STUDY TEXT ::

..............................

The horse-shoe is a product of the artisan's skill by the aid of fire.
This element has in all ages been considered the great purifier, and a powerful foe to evil spirits.
The Chaldeans venerated fire and esteemed it a deity, and among primitive nations everywhere it has ever been held sacred. The Persians had fire-temples, called Pyrcea, devoted solely to the preservation of the holy fire.
In the "Rig-Veda," the principal sacred book of the Hindus, the crackling of burning fagots was listened to as the voice of the gods, and the same superstition prevails still among the natives of Borneo.
In a fragment of the writings of Menander Protector, a Greek historian of the sixth century, it is related that when an embassy sent by the Emperor Justin reached Sogdiana, the ancient Bokhara, it was met by a party of Turks, who proceeded to exorcise their baggage by beating drums and ringing bells over it. They then ran around the baggage, bearing aloft flaming leaves, meantime, by their gestures and movements, seeking to repel evil spirits; after which some of the party themselves passed through fire as a means of purification.
Fire is especially potent against nocturnal demons, and also against the evil spirits which cause disease in cattle. Hence the utility of the ancient "need-fires," produced by the friction of two pieces of wood, which were thought to be an antidote against the murrain and epizoötics generally,--a custom until recently in vogue in the Scottish Highlands, and formerly practiced in many other regions.
The midsummer fires kindled on Saint John's Eve, in accordance with an ancient British custom, were regarded as purifiers of the air. Moreover, the whole area of ground illuminated by these fires was reckoned to be freed from sorcery for a year, and, by leaping through the flames, both men and cattle were insured safety against demons for a like period.
In Ireland it was customary for people to run through the streets on Saint John's Eve carrying long poles, upon which were tied flaming bundles of straw, in order to purify the air, for at that time all kinds of mischievous imps, hobgoblins, and devils were abroad, intent on working injury to human beings.
Midsummer fires were still lighted in Ireland in the latter half of the nineteenth century, a survival of pagan fire-worship. In many countries people gathered about the bonfires, while children leaped through the flames, and live coals were carried into the cornfields as an antidote to blight.
Sometimes the remaining ashes were scattered over the neighboring fields, in order to protect the crops from ravaging vermin or insects; and in Sweden the smoke of need-fires was reputed to stimulate the growth of fruit-trees, and to impart luck to fishing-nets hung up in it.
When a child is born, the Hindus light fires to frighten demons; and for the same reason lamps are swung to and fro at weddings, and fire is carried before the dead body at a funeral.

..............................

WHAT THIS TASK INVOLVES :: Write out the passage on fire and purification word for word, starting at "Midsummer fires were" and ending at "hung up in it.".

..............................

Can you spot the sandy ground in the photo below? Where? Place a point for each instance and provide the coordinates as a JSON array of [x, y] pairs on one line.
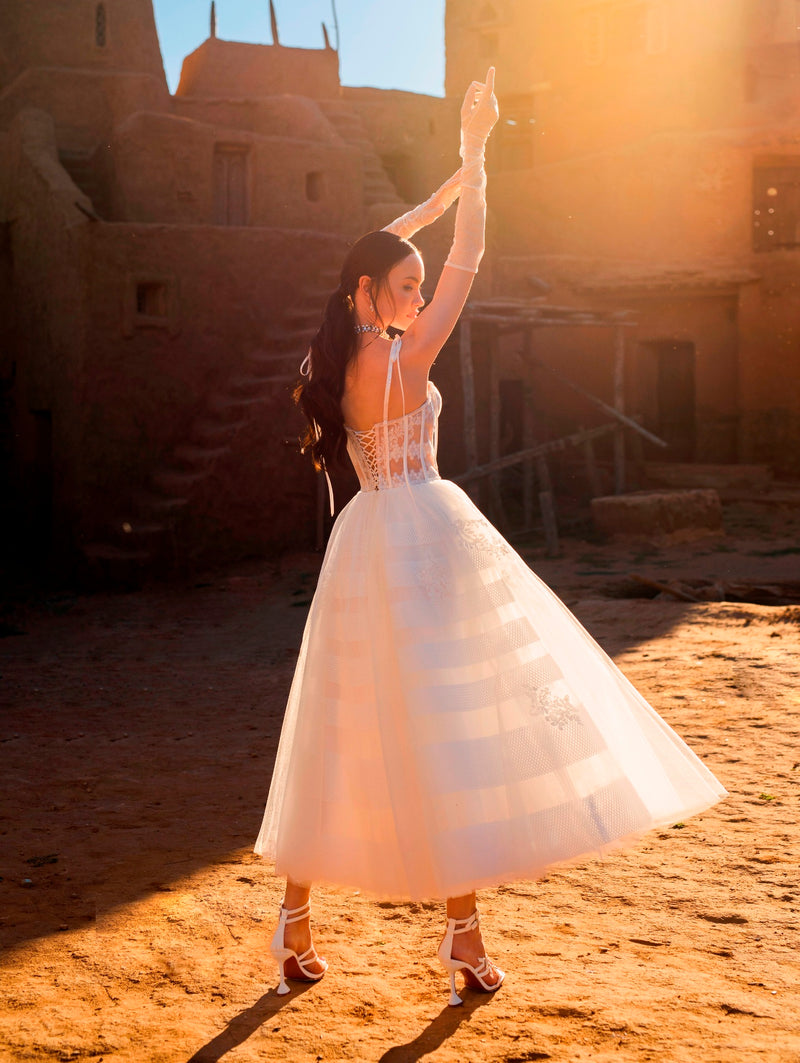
[[138, 734]]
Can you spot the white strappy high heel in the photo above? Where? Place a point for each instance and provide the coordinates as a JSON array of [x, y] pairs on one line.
[[475, 977], [282, 952]]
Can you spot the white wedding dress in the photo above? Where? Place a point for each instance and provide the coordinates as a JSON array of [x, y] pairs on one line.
[[450, 724]]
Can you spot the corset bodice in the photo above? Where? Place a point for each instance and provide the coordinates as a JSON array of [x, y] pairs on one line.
[[402, 450]]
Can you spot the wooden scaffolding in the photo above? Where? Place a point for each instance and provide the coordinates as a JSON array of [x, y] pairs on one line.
[[506, 317]]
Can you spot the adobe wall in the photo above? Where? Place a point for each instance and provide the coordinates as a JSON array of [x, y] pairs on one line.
[[50, 323], [416, 136], [284, 116], [121, 393], [769, 366], [142, 386], [85, 105], [165, 172], [219, 68], [37, 34]]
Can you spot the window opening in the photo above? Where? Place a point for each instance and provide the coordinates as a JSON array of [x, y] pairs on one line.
[[656, 30], [100, 26], [668, 393], [151, 300], [777, 207], [594, 37], [514, 134], [315, 186], [231, 186], [489, 45]]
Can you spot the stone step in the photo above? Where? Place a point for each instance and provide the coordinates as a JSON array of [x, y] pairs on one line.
[[198, 457], [233, 404], [210, 429], [105, 566], [673, 516], [163, 506], [177, 483]]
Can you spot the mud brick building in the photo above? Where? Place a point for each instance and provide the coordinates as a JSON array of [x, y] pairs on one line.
[[648, 158], [164, 257]]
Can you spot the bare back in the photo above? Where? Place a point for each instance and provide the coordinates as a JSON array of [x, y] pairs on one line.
[[364, 384]]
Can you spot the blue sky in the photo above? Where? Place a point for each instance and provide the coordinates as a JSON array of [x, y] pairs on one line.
[[383, 44]]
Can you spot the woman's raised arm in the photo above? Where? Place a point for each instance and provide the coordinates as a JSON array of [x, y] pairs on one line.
[[425, 338]]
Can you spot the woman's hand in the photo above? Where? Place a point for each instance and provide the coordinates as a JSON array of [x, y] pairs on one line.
[[479, 112]]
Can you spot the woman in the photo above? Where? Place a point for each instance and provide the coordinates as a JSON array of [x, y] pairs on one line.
[[450, 724]]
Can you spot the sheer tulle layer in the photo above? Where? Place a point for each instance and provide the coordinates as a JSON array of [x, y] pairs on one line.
[[450, 724]]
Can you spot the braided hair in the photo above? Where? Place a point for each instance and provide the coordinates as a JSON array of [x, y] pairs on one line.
[[319, 392]]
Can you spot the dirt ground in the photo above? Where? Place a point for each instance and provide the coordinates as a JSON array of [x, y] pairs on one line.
[[138, 732]]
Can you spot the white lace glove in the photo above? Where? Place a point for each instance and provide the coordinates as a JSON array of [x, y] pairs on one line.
[[479, 114], [427, 212]]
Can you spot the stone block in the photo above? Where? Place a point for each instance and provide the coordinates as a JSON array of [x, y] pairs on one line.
[[660, 515]]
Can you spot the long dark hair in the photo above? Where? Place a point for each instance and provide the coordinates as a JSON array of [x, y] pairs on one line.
[[319, 394]]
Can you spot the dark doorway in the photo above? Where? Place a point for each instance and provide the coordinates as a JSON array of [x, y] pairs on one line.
[[667, 395], [231, 191], [41, 485]]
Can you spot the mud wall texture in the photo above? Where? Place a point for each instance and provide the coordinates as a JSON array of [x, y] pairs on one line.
[[647, 158], [180, 171]]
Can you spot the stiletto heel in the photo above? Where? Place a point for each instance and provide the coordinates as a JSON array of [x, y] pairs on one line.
[[281, 952], [475, 977]]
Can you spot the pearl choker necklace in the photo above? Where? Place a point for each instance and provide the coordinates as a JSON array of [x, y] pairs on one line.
[[376, 328]]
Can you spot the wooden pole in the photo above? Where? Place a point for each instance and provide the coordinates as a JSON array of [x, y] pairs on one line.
[[322, 499], [593, 476], [619, 407], [528, 473], [467, 386], [494, 435], [547, 507], [554, 446]]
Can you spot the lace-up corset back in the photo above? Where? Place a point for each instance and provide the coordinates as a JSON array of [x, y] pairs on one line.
[[398, 451]]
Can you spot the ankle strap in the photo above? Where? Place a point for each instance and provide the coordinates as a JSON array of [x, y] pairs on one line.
[[471, 923], [295, 914]]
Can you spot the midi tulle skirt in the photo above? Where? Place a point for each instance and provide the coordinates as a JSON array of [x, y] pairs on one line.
[[450, 724]]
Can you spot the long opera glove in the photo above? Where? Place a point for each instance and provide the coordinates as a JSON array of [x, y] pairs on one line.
[[423, 215], [479, 114]]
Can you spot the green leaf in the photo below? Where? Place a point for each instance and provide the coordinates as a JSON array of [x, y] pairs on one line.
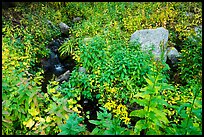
[[95, 131], [138, 113], [149, 81], [139, 126], [95, 122]]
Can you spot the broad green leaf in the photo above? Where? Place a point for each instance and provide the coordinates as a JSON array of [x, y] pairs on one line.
[[139, 126], [29, 123], [95, 131], [149, 81], [95, 122], [138, 113]]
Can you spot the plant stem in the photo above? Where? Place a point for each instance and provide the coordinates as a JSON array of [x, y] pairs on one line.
[[191, 111]]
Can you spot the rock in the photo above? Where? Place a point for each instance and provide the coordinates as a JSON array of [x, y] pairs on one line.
[[64, 77], [64, 28], [172, 54], [155, 37], [77, 19], [82, 69]]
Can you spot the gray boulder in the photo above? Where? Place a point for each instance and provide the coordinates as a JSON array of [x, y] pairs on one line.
[[157, 38], [172, 54], [64, 27]]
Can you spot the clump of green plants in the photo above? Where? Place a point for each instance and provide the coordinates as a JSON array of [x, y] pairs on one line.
[[118, 74], [72, 126]]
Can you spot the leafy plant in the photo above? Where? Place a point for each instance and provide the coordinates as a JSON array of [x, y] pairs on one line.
[[72, 126], [106, 125], [152, 117]]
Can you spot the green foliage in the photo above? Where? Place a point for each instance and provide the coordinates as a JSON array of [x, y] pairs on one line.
[[190, 66], [152, 116], [72, 126], [106, 125], [118, 74]]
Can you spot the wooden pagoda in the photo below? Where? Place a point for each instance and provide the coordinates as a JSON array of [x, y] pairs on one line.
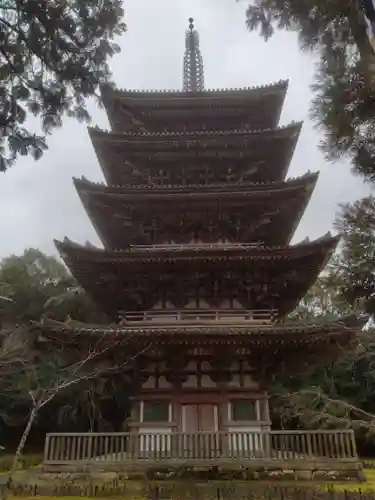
[[198, 272]]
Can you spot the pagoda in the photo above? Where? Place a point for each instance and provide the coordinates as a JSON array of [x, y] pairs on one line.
[[197, 268]]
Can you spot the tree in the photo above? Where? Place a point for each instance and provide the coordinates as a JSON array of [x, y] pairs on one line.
[[355, 264], [39, 284], [344, 102], [53, 56]]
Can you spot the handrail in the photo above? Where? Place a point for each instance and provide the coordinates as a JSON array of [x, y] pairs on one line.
[[165, 247], [65, 448], [199, 315]]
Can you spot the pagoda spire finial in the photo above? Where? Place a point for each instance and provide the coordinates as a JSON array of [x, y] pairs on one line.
[[193, 61]]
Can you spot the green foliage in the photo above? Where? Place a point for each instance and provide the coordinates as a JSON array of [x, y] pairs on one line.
[[38, 284], [344, 90], [53, 56], [355, 265]]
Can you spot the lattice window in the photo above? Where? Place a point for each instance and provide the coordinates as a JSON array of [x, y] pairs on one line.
[[156, 411], [244, 410]]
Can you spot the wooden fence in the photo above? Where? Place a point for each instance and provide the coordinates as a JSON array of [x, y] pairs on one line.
[[202, 447]]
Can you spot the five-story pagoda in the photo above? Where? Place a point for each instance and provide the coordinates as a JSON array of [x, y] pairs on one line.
[[197, 269]]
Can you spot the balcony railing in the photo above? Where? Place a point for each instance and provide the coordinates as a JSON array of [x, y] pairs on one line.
[[206, 448], [196, 246], [201, 316]]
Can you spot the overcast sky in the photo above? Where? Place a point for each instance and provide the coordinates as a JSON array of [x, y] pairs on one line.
[[37, 199]]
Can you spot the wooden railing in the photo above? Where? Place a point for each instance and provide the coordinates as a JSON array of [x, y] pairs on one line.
[[201, 315], [200, 447]]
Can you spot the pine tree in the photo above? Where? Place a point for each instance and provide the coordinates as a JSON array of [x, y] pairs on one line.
[[344, 102], [53, 55]]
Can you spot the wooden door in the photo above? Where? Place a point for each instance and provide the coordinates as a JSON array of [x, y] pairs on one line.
[[199, 427]]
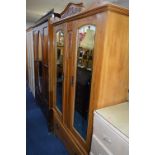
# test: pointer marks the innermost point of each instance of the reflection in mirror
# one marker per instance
(40, 74)
(86, 36)
(59, 58)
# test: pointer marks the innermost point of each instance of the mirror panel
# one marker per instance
(59, 66)
(86, 37)
(40, 57)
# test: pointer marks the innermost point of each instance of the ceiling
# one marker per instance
(37, 8)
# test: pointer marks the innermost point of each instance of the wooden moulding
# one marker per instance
(95, 10)
(71, 9)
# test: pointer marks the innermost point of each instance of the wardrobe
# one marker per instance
(41, 62)
(30, 61)
(88, 68)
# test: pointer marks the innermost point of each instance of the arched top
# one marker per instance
(71, 9)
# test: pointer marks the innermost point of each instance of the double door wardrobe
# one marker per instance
(88, 69)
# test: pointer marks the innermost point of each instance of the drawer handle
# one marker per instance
(107, 139)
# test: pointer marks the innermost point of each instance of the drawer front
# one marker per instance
(98, 148)
(67, 139)
(116, 144)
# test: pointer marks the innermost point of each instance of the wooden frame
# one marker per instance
(109, 84)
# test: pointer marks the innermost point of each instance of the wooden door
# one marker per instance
(59, 56)
(45, 64)
(81, 73)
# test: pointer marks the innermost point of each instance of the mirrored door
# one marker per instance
(59, 69)
(84, 67)
(40, 59)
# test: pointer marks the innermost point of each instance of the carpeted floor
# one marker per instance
(38, 140)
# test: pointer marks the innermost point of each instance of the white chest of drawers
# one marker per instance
(110, 131)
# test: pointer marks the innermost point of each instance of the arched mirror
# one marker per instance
(40, 57)
(86, 37)
(59, 68)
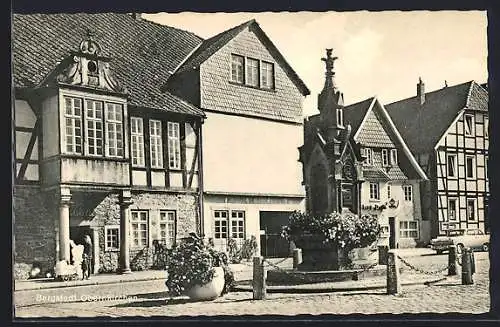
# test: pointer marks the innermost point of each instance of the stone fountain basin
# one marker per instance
(297, 277)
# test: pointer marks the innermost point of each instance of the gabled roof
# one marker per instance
(423, 126)
(213, 44)
(383, 134)
(143, 53)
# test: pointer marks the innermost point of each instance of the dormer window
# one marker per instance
(267, 75)
(469, 125)
(394, 157)
(237, 68)
(340, 117)
(103, 123)
(368, 153)
(385, 157)
(252, 72)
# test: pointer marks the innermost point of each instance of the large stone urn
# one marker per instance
(318, 255)
(210, 290)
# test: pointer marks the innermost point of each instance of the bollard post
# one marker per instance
(393, 280)
(452, 261)
(297, 257)
(382, 254)
(467, 267)
(259, 279)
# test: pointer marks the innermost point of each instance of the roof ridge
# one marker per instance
(355, 103)
(169, 26)
(469, 93)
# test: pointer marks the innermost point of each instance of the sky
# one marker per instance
(380, 54)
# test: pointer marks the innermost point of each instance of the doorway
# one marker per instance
(392, 232)
(272, 245)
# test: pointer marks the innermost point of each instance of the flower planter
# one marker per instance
(318, 255)
(209, 291)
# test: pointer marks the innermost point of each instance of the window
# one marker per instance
(174, 146)
(385, 157)
(408, 190)
(486, 126)
(137, 141)
(237, 68)
(486, 167)
(73, 121)
(469, 166)
(340, 118)
(469, 125)
(408, 229)
(374, 191)
(114, 128)
(452, 165)
(139, 228)
(93, 120)
(394, 157)
(238, 224)
(452, 209)
(235, 219)
(369, 156)
(220, 221)
(252, 71)
(167, 228)
(112, 235)
(471, 209)
(155, 144)
(267, 75)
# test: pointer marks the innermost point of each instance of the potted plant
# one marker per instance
(198, 270)
(326, 240)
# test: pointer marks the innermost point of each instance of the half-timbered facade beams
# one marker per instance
(462, 181)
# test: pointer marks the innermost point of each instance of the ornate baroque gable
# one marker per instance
(86, 68)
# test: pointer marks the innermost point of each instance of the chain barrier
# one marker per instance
(435, 272)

..............................

ANSWER SPACE ::
Midsummer fires were still lighted in Ireland in the latter half of the nineteenth century, a survival of pagan fire-worship. In many countries people gathered about the bonfires, while children leaped through the flames, and live coals were carried into the cornfields as an antidote to blight.
Sometimes the remaining ashes were scattered over the neighboring fields, in order to protect the crops from ravaging vermin or insects; and in Sweden the smoke of need-fires was reputed to stimulate the growth of fruit-trees, and to impart luck to fishing-nets hung up in it.